**Requirements**
1 – Which usernames appear in the post headers of the knife forum thread? List each one once.
2 – Quote the knife forum thread word for word, starting at "## Lefty (Feb" and ending at "Sharbuckle (Feb 2, 2014)".
3 – How might the knife forum thread go on? Continue it from the point where it stops.

**Document passage**
================================

I'm a big fan of massage knives, you won't be disappointed, do you have experience with carbon steel care? I find the shirogami takes a bit more dedication, but very worth it in the end.


----------



## mjwit (Feb 2, 2014)

Weird. I just bought the very same knife from them.


----------



## Lefty (Feb 2, 2014)

I've never used a massage knife, but the Masakage Yuki I got to hang out with was a nice piece.


----------



## Sharbuckle (Feb 2, 2014)

Oops, I meant masakage, autocorrect is no fun


----------



## mkriggen (Feb 3, 2014)

I disagree, I find autocorrect to be quite entertaining

Be well,
Mikey


----------



## erikz (Feb 3, 2014)

Sharbuckle said:


> I'm a big fan of massage knives, you won't be disappointed, do you have experience with carbon steel care? I find the shirogami takes a bit more dedication, but very worth it in the end.


I own two Takedas so I think Im up for the job  Looking forward to so how the shirogami works in day to day use.


----------



## Ruso (Feb 3, 2014)

I have Masakage Shimo Nakiri and I like it. The f&f is not the best. I had to round the spine and choil. Pakka wood as bolster, meh. Gets ugly yellowish patina. But very thin, can get very sharp and performs quite well as knife.


----------



## erikz (Feb 3, 2014)

Ruso said:


> I have Masakage Shimo Nakiri and I like it. The f&f is not the best. I had to round the spine and choil. Pakka wood as bolster, meh. Gets ugly yellowish patina. But very thin, can get very sharp and performs quite well as knife.

================================

**Data listing**
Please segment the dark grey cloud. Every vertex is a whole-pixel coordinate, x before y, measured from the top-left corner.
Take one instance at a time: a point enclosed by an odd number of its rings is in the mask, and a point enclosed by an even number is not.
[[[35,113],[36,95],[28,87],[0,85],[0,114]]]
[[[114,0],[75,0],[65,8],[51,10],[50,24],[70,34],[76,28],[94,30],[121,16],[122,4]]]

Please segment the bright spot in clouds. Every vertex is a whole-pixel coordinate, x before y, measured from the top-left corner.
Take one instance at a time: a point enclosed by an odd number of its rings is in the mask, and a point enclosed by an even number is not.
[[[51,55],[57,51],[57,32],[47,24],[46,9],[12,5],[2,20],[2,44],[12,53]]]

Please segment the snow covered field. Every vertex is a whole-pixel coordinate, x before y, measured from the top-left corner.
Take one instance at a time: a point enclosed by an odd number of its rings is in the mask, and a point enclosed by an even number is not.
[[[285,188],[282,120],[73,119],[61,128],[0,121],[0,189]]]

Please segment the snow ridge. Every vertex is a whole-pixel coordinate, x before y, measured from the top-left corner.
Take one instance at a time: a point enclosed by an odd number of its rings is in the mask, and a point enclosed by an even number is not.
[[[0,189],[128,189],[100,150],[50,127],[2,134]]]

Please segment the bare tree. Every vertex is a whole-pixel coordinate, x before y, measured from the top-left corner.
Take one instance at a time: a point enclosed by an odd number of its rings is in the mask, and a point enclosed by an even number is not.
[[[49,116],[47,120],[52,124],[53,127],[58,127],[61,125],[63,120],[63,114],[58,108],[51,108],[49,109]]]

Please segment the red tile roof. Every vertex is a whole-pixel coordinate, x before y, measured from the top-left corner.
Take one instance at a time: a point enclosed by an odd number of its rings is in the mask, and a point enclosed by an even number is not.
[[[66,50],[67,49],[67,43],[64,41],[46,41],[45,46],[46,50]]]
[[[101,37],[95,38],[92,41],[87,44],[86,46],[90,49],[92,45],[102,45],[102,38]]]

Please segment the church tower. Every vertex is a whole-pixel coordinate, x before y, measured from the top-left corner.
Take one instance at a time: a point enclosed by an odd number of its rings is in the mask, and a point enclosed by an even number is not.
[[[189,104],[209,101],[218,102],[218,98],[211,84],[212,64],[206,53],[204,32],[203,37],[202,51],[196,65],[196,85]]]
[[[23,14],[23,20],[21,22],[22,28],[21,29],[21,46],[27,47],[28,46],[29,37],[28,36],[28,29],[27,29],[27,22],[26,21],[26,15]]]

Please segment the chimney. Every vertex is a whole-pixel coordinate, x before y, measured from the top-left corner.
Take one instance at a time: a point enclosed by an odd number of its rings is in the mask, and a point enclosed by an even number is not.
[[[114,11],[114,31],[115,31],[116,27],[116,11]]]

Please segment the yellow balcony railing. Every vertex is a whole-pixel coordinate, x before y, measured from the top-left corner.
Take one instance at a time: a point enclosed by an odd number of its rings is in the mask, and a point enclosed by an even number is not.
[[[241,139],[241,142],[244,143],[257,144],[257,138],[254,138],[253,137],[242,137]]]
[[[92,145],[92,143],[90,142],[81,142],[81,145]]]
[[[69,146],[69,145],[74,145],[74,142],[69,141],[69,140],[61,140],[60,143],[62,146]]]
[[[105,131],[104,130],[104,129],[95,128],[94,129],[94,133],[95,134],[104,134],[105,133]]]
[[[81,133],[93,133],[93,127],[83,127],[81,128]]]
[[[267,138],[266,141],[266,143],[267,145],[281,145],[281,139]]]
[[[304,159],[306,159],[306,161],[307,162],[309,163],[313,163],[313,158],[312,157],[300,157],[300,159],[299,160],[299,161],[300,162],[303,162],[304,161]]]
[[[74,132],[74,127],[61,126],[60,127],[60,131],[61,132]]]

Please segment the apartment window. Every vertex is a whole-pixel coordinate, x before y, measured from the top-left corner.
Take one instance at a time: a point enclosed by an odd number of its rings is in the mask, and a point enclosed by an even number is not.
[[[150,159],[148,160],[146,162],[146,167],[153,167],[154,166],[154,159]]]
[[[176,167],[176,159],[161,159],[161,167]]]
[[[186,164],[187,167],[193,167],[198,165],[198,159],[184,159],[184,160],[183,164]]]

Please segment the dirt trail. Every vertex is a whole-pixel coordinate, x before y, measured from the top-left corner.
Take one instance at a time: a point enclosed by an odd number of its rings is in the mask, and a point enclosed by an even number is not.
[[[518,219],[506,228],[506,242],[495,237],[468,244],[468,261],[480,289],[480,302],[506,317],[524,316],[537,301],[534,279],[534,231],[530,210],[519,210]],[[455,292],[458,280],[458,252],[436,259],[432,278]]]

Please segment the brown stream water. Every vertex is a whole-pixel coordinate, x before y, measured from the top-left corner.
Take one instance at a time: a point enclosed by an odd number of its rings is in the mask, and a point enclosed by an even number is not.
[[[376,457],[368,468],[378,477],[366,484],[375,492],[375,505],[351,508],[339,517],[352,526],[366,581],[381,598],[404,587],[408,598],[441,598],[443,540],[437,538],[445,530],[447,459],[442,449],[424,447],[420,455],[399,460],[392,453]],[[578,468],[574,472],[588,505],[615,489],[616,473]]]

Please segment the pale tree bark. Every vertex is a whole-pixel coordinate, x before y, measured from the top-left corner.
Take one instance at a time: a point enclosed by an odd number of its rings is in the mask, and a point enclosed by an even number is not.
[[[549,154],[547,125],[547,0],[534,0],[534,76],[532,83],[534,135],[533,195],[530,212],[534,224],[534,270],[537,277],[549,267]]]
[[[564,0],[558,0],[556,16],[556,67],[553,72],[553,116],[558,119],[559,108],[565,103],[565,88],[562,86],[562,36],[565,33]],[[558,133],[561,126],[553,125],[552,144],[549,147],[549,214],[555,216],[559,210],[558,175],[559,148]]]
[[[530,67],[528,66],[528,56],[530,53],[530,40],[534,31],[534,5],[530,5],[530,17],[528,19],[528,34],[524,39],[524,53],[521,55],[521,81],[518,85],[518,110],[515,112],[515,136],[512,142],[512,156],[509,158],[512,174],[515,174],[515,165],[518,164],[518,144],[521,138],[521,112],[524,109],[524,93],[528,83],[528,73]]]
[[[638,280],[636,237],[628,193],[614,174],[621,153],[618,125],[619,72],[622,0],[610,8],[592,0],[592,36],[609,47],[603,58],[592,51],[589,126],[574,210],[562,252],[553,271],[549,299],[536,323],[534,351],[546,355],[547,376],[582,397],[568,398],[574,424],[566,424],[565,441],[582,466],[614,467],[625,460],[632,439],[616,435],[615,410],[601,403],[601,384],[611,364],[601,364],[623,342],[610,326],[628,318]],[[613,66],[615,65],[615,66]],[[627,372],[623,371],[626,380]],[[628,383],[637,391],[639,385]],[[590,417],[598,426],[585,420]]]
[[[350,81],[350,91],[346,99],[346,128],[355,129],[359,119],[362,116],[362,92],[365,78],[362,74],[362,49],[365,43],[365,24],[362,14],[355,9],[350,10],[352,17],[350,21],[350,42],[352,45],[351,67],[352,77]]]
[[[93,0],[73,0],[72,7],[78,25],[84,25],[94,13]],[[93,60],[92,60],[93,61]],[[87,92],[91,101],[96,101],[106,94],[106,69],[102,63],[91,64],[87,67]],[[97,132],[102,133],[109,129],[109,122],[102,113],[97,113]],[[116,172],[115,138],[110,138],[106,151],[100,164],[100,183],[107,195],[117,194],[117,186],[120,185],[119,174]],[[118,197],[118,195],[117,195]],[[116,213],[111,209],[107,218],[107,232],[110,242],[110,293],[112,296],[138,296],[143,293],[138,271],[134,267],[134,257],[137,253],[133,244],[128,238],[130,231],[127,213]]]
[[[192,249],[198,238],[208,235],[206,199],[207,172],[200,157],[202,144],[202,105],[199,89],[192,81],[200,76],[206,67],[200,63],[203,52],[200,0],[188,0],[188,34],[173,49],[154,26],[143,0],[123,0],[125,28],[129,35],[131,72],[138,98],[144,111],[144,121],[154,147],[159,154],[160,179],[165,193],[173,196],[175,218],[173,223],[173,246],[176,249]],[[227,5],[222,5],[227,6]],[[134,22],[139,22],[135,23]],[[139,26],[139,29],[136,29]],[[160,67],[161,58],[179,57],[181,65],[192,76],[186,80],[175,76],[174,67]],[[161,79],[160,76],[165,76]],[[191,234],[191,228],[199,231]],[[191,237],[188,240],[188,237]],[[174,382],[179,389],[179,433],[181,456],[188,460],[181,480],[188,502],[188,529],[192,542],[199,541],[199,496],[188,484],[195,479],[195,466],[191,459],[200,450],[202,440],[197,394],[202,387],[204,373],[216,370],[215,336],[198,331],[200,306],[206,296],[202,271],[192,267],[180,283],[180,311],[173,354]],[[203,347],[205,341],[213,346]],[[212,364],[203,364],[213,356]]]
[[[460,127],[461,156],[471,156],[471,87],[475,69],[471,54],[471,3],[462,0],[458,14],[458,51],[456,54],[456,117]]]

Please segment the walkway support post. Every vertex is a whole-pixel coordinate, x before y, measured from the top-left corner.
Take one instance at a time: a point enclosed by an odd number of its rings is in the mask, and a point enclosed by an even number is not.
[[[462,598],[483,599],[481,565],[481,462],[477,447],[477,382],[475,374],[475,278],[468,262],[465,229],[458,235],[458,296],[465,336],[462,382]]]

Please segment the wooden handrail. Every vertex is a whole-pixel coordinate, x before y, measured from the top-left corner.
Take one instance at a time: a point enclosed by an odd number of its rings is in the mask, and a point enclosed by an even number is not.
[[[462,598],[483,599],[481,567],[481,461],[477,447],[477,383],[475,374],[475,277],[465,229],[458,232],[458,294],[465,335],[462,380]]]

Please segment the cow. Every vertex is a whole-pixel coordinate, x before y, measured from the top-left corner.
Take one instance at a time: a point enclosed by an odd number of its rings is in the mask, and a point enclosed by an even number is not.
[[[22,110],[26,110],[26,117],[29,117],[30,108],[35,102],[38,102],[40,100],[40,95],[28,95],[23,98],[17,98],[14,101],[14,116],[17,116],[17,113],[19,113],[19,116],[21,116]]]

================================

**Answers**
1 – mjwit, Lefty, Sharbuckle, mkriggen, erikz, Ruso

2 –
## Lefty (Feb 2, 2014)

I've never used a massage knife, but the Masakage Yuki I got to hang out with was a nice piece.


----------



## Sharbuckle (Feb 2, 2014)

3 –
If the handle deteriorates quickly then I just have to send it to someone for a custom handle 

Furthermore I'm not really bothered with unrounded choil or spine, as I'm a home cook and don't have to handle it hours on end.


----------



## Ruso (Feb 3, 2014)

It does not deteriorate quickly. I just prefer buffalo horn for the standard Wa handle. Also speaking about the handle - The Ho wood on this handle is of a mediocre quality, gets dirty quickly. I just sand it with fine sandpaper once in a while. Basically as I said nice knife but with not the best F&F.


----------



## erikz (Feb 13, 2014)

Well here it is. Arrived within a week from Knifewear. Pretty astounded with the speed of standard shipping from Canada, beats USPS by at least 2~3 weeks. 






















I really like it; light, nimble, sleek spine and very thin profile. Fit and finish is more then okay, handle well fitted, spine and choil not that bad, doesn't need rounding for my taste.


----------



## riba (Feb 13, 2014)

nice score!


----------



## erikz (Feb 13, 2014)

Yes pretty happy with this 

Now waiting to receive my Ealy parer, shipped last week.


----------



## tbott (Feb 15, 2014)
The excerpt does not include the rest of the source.